## WHAT YOU HAVE TO DO
Would you restate, exactly as they appear, the lines from the one containing "of the asphalt" through the end of the data below?

## RECORDS SUPPLIED
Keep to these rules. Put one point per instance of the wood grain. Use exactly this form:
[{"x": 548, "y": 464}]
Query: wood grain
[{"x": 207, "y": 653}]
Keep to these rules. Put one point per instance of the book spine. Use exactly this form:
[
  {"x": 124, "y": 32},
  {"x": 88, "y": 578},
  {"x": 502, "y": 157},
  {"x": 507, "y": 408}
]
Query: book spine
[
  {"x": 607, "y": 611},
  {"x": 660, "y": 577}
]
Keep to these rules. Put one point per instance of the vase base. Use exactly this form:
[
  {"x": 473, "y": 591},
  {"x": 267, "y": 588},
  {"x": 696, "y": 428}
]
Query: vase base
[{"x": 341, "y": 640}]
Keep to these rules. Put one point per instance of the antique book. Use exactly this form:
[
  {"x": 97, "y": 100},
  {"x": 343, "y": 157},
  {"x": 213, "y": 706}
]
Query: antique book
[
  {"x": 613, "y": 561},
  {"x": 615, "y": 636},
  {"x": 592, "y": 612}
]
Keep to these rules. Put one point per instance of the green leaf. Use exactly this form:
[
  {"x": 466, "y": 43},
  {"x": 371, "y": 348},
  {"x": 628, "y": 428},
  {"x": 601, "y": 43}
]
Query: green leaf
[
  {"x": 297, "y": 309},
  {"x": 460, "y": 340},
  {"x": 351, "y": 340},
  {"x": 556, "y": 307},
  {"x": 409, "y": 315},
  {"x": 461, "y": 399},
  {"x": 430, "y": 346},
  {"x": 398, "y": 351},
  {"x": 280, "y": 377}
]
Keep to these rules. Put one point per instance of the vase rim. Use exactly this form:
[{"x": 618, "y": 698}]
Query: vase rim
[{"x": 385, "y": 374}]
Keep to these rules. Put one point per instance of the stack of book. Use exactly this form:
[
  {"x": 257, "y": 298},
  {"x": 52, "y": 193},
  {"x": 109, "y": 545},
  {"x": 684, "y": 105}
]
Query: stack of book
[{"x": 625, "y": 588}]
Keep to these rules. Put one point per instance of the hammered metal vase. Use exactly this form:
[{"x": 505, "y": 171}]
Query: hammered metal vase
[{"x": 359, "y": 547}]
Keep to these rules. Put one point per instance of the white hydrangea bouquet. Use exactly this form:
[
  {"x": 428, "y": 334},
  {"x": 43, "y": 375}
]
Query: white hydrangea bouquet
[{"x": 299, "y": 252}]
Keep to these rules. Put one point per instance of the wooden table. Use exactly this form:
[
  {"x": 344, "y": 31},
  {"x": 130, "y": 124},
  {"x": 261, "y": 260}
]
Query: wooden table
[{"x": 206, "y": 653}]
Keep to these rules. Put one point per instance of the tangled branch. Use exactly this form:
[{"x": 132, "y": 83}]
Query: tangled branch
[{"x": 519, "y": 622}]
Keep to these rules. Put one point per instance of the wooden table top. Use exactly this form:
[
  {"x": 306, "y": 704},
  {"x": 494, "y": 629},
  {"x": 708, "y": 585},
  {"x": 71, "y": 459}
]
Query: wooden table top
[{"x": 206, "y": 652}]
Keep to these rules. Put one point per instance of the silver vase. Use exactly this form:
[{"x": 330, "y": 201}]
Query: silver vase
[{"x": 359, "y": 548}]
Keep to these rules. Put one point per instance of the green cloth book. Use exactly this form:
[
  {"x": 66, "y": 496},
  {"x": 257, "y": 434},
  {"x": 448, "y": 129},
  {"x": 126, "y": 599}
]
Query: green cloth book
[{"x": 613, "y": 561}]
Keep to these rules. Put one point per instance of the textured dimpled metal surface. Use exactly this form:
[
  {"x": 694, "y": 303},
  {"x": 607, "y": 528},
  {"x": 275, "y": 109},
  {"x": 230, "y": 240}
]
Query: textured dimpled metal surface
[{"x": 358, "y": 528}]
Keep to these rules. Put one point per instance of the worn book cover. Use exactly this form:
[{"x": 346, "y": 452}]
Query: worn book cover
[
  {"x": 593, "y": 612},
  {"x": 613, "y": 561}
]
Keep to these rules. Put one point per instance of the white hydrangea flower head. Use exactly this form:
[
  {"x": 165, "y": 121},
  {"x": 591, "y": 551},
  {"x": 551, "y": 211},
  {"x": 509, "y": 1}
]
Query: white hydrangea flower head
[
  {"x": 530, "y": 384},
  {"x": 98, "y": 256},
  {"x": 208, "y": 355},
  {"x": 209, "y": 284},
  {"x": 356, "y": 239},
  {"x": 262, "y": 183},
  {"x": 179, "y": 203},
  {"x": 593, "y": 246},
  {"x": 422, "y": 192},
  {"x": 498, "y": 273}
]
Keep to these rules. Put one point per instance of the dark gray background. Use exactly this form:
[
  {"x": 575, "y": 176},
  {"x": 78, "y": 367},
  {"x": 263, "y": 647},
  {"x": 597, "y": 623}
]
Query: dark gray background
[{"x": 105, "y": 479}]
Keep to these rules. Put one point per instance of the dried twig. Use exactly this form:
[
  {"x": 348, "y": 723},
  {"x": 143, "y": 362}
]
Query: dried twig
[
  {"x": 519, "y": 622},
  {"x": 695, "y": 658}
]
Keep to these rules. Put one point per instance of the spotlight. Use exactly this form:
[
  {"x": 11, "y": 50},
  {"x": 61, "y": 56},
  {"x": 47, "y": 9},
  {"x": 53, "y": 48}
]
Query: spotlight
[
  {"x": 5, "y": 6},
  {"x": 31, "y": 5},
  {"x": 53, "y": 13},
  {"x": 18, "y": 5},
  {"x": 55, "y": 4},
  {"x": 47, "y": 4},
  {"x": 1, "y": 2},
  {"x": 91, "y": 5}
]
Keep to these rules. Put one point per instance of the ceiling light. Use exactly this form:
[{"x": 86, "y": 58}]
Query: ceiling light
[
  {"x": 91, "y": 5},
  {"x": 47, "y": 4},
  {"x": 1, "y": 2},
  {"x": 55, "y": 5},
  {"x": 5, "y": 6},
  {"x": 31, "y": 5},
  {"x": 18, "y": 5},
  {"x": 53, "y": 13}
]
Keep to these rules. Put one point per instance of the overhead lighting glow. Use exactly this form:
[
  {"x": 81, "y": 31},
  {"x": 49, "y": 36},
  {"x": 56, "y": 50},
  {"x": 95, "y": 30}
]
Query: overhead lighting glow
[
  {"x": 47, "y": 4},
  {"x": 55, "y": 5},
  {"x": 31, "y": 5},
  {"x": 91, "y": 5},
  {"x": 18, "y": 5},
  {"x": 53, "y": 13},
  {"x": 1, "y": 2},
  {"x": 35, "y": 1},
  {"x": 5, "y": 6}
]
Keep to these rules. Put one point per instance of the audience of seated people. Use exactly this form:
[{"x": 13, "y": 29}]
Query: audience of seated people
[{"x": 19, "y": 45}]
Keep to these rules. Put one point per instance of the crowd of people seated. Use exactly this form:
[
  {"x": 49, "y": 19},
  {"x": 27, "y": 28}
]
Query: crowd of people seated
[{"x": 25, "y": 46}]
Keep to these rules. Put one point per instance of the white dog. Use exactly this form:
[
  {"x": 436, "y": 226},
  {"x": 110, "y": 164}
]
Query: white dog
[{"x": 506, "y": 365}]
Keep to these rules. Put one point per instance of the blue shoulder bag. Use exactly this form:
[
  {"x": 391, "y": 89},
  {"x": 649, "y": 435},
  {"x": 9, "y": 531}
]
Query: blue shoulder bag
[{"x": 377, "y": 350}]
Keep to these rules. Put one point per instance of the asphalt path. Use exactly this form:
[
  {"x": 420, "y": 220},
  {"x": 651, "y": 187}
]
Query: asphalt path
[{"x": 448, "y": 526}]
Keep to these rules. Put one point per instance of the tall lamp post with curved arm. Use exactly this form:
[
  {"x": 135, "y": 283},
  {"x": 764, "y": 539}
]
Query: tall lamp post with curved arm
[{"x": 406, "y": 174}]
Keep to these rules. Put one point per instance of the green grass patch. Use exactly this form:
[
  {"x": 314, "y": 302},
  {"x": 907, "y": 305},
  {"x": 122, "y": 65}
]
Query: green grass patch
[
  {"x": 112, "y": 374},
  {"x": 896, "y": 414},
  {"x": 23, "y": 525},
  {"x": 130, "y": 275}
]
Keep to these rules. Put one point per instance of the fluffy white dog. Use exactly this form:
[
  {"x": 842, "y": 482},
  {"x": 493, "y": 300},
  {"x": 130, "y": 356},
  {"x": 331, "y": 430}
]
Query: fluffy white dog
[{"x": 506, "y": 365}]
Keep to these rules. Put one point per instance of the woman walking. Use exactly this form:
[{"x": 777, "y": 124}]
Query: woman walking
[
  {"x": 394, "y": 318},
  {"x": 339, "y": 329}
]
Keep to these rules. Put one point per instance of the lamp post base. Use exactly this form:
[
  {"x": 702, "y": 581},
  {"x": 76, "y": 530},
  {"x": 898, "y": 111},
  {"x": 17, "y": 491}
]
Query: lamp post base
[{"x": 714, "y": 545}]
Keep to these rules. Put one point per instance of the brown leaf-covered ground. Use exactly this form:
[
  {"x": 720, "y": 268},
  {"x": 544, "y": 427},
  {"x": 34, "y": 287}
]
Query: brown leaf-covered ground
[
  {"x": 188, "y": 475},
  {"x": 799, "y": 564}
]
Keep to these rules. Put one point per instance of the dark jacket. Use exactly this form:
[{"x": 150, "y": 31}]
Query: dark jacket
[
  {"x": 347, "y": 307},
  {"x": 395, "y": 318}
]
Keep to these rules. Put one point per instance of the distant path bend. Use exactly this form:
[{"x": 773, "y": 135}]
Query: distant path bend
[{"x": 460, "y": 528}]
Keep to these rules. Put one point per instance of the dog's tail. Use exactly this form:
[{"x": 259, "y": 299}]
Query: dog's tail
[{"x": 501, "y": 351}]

## WRITTEN ANSWER
Keep to these rules. Put one point per instance of the asphalt path. Use exactly this form:
[
  {"x": 420, "y": 220},
  {"x": 651, "y": 187}
]
Query: asphalt path
[{"x": 448, "y": 526}]
Keep to these rules. Put one point per instance of the tall lamp post with curved arm. Use exactly this form:
[
  {"x": 135, "y": 283},
  {"x": 764, "y": 539}
]
Query: tall lamp post with curved arm
[{"x": 406, "y": 174}]
Keep to these rules. Put one point per instance of the green grass patch. Use exactly this form:
[
  {"x": 314, "y": 302},
  {"x": 907, "y": 305},
  {"x": 122, "y": 65}
]
Query: green grass patch
[
  {"x": 112, "y": 374},
  {"x": 896, "y": 414},
  {"x": 23, "y": 525},
  {"x": 130, "y": 275}
]
Keep to these rules. Put one point per instance of the fluffy white dog. Use exactly this form:
[
  {"x": 842, "y": 482},
  {"x": 493, "y": 300},
  {"x": 130, "y": 356},
  {"x": 331, "y": 430}
]
Query: fluffy white dog
[{"x": 506, "y": 365}]
Keep to these rules. Put one point per instance of the woman walking. Use exactly this form:
[{"x": 777, "y": 124}]
Query: woman walking
[
  {"x": 394, "y": 318},
  {"x": 339, "y": 329}
]
Keep to these rules. Put one point per instance of the lamp post base. Use exactly this form:
[
  {"x": 702, "y": 581},
  {"x": 76, "y": 530},
  {"x": 898, "y": 111},
  {"x": 17, "y": 491}
]
Query: lamp post base
[{"x": 714, "y": 545}]
Keep to these rules. Put one point per instance of the brown leaf-covered ground. Use exactly this form:
[
  {"x": 720, "y": 268},
  {"x": 544, "y": 427},
  {"x": 34, "y": 287}
]
Query: brown leaf-covered ground
[
  {"x": 188, "y": 475},
  {"x": 799, "y": 564}
]
Keep to these rules. Put one point per instance of the dark jacket. Use exactly this form:
[{"x": 150, "y": 31}]
Query: dark jacket
[
  {"x": 347, "y": 307},
  {"x": 395, "y": 318}
]
Keep to these rules. Put one point per instance of the distant path bend. Use exactly this form:
[{"x": 773, "y": 135}]
Query: distant path bend
[{"x": 460, "y": 528}]
Keep to these rules. Put one point per instance of the dog's tail. Use exactly this form:
[{"x": 259, "y": 299}]
Query: dog's tail
[{"x": 501, "y": 351}]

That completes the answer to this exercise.